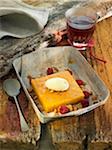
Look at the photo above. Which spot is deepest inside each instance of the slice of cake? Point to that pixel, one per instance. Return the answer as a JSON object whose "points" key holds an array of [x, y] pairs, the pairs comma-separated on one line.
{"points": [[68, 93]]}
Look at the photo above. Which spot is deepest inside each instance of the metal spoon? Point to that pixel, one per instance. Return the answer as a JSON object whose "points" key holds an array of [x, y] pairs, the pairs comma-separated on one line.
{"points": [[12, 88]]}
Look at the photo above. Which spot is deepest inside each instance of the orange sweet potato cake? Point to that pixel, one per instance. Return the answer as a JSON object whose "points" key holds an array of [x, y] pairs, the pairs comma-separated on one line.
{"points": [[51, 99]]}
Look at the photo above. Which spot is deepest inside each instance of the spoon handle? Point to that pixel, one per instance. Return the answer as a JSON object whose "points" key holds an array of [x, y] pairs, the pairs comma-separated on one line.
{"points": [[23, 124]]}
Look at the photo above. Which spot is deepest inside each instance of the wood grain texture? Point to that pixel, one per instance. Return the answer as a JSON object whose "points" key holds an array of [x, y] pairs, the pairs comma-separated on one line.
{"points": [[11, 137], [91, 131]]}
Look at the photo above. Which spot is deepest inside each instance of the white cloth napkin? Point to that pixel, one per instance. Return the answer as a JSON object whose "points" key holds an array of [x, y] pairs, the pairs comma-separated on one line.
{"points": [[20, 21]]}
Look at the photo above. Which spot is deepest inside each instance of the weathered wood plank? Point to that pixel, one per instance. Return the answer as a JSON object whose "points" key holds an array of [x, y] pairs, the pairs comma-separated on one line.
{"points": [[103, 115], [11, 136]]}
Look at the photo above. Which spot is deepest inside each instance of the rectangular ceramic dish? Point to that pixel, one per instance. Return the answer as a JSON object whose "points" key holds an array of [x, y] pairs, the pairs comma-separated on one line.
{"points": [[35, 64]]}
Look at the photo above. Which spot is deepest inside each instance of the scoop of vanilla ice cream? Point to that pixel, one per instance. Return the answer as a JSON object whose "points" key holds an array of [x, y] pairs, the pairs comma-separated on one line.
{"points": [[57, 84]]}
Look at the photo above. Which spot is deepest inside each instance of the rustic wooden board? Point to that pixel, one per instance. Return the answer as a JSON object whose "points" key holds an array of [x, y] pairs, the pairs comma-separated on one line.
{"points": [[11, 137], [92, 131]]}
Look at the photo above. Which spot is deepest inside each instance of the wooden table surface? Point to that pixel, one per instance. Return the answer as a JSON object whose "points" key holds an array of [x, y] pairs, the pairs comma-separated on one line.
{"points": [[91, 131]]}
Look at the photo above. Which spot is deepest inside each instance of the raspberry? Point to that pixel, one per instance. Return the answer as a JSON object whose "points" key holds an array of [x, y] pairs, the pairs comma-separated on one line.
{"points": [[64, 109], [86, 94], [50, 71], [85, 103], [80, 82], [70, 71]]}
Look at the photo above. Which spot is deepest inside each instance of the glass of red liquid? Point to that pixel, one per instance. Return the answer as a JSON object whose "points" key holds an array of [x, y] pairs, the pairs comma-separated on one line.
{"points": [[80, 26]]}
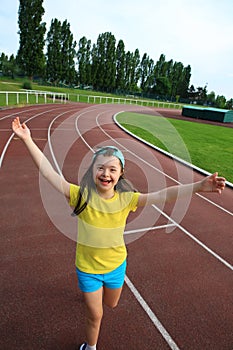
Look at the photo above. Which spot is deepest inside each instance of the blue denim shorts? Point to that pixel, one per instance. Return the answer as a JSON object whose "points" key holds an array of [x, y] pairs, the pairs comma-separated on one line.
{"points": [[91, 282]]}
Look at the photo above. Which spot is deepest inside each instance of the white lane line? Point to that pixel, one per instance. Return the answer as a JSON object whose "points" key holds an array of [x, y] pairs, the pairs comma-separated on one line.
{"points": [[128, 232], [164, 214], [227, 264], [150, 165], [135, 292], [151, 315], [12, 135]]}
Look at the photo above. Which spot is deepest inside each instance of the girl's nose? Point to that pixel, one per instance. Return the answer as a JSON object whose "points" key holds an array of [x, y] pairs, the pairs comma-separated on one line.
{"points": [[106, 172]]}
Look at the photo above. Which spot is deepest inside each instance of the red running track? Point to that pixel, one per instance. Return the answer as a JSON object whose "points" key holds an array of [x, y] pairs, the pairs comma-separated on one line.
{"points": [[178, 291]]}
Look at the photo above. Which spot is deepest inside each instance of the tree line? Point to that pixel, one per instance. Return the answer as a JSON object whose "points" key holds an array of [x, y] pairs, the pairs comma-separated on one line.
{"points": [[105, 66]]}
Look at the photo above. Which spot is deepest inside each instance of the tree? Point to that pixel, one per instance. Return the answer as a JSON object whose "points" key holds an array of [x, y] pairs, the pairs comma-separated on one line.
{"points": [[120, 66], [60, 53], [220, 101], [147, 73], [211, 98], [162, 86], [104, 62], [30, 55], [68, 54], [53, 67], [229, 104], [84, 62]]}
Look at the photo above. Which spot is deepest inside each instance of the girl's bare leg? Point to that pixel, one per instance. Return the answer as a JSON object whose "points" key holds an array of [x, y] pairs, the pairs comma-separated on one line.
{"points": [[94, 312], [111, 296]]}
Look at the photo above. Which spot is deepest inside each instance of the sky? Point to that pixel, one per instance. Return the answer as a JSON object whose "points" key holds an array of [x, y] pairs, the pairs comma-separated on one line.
● ● ● ●
# Work instructions:
Lay out every line of the records above as a Markdown table with two columns, "No." for the row number and "Text" for the line, leaving out blank lines and the pictures.

# Worked solution:
| No. | Text |
|---|---|
| 1 | Look at the photo above. Which spot is deepest inside each instance of the slice of cake? Point to that pixel, one per instance. Return the answer as a JSON object whose "points" key holds an array of [x, y] pairs, the pairs comma-separated on one line. |
| 2 | {"points": [[68, 93]]} |
| 3 | Look at the photo above. Which spot is deepest inside each instance of the metal spoon? Point to that pixel, one per instance. Return the answer as a JSON object whose "points" key holds an array of [x, y] pairs, the pairs comma-separated on one line. |
| 4 | {"points": [[12, 88]]} |
| 5 | Look at the photo above. Which spot is deepest inside each instance of the orange sweet potato cake? Point to that pixel, one per instance. Return the answer as a JSON object whose "points" key holds an array of [x, y] pairs, the pairs comma-separated on one line. |
| 6 | {"points": [[51, 99]]} |
| 7 | Look at the photo above. Which spot is deepest inside each instance of the spoon handle? Point to that pixel, one per instance. Return the answer as a JSON object whose "points" key holds an array of [x, y] pairs, the pairs comma-separated on one line. |
| 8 | {"points": [[23, 124]]} |
| 9 | Look at the photo above. Which spot is deepest inside each instance of the wood grain texture? Point to that pixel, one per instance. Return the answer as a JSON object whose "points" key holds an array of [x, y] pairs, the pairs comma-separated on one line. |
| 10 | {"points": [[11, 137], [91, 131]]} |
| 11 | Look at the photo above. Which spot is deepest inside each instance of the white cloth napkin? Point to that pixel, one per instance. Return the answer as a JSON object whose "points" key holds an array of [x, y] pairs, the pairs comma-separated on one line. |
| 12 | {"points": [[20, 21]]} |
| 13 | Look at the photo above. Which spot is deepest inside each instance of the weathered wood plank? Point to that pixel, one per instance. Return the answer as a JSON object whose "points" key holds an array of [x, y] pairs, the pairs comma-separated on one line. |
| 14 | {"points": [[103, 115], [11, 136]]} |
| 15 | Look at the photo above. Which spot is deepest inside each instance of the rectangular ceramic dish? Point to that pixel, one per instance. Return the answer as a JSON object whose "points" key holds an array of [x, y] pairs, the pairs comma-separated on one line. |
| 16 | {"points": [[35, 64]]} |
| 17 | Look at the photo above. Which spot is deepest inside each instance of the scoop of vanilla ice cream? Point to that pixel, one per instance. Return the answer as a JSON object whose "points" key holds an array of [x, y] pairs, the pairs comma-separated on one line. |
| 18 | {"points": [[57, 84]]} |
| 19 | Look at the photo above. Which spot is deepest inside each instance of the rustic wooden board? Point to that pixel, one per instance. Return the answer as a JSON object whose "points" key holds an array of [x, y] pairs, the pairs comma-separated on one line. |
| 20 | {"points": [[11, 137], [92, 131]]} |
| 21 | Look at the photo above. Which spot is deepest inside each instance of the wooden table surface? Point to that pixel, one per instance. Return the answer as a JSON object whose "points" key holds an array of [x, y] pairs, the pairs comma-separated on one line. |
| 22 | {"points": [[91, 131]]} |
| 23 | Look at the photo above. Which spot is deepest inside each instance of the raspberry? Point to that pixel, one per instance. Return the answer as a JSON object whose "points" key holds an array of [x, y] pairs, the pairs comma-separated on one line. |
| 24 | {"points": [[64, 109], [86, 94], [50, 71], [85, 103], [80, 82], [70, 71]]} |
| 25 | Look at the photo above. Which spot is deepest inside each instance of the glass of red liquid? Point to that pixel, one per instance. Return the answer as a JSON object whose "points" key holds an array of [x, y] pairs, the pairs comma-separated on one line. |
| 26 | {"points": [[80, 26]]} |
| 27 | Look at the photo above. Which spot is deepest inside each instance of the blue denim shorts? Point to that pixel, one per instance. Return the answer as a JSON object whose "points" key holds an array of [x, y] pairs, the pairs comma-separated on one line. |
| 28 | {"points": [[91, 282]]} |
| 29 | Look at the photo above. Which spot is deepest inside each instance of the white lane line? Point to that pixel, one per instance. Return the answer as a JSON object whose "points" key holds an array of [x, y] pairs, the pairs comma-separated on one line. |
| 30 | {"points": [[128, 232], [164, 214], [227, 264], [150, 165], [135, 292], [151, 315], [12, 135]]} |
| 31 | Look at the photo above. Which spot is deepest inside each instance of the girl's nose? Point to that pixel, one per instance. Return the answer as a JSON object whose "points" key holds an array of [x, y] pairs, the pairs comma-separated on one line. |
| 32 | {"points": [[106, 172]]} |
| 33 | Look at the photo above. Which spot is deepest inside each instance of the red running track? Point to that pixel, one per instance. Return the answer as a JSON object whose "points" key holds an array of [x, y] pairs, the pairs comma-separated on one line. |
| 34 | {"points": [[178, 291]]} |
| 35 | Look at the photo above. Which spot is deepest inside each instance of the tree line? Point to that pixel, one per instance. Return the answer as a JSON object whose "points" key holds an array of [x, y] pairs, the pairs comma-separated on one line. |
| 36 | {"points": [[105, 66]]} |
| 37 | Look at the photo above. Which spot is deepest inside each instance of the tree? Point to that pixel, one per instance. Return the answer as a JSON object whose "points" key holds an array of [x, y] pairs, the pairs comma-separated on one line. |
| 38 | {"points": [[120, 66], [60, 53], [220, 101], [147, 73], [211, 98], [162, 86], [104, 62], [30, 55], [68, 54], [53, 67], [229, 104], [84, 62]]} |
| 39 | Look at the photo above. Which spot is deepest inside each instance of the girl's bare leg? Point to that pixel, one per instance. Return the answer as a JSON object whose "points" key holds an array of [x, y] pairs, the pairs comma-separated on one line. |
| 40 | {"points": [[94, 312], [111, 296]]} |
| 41 | Look at the photo above. Which spot is deepest inside each instance of the sky? Point to that pixel, one per instance. Return the answer as a JSON object whose "points" key holds an array of [x, y] pairs, the pairs comma-separated on one line. |